*Exercise:*
Gather every line in the rows below that contains the word "seed" and copy each of those lines in full.

** Start Provided data **

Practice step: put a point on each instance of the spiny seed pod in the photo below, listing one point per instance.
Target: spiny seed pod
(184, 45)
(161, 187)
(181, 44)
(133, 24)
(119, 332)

** End Provided data **

*Task result:*
Practice step: put a point on each instance of the spiny seed pod in the photo below, listing one point per instance.
Target: spiny seed pod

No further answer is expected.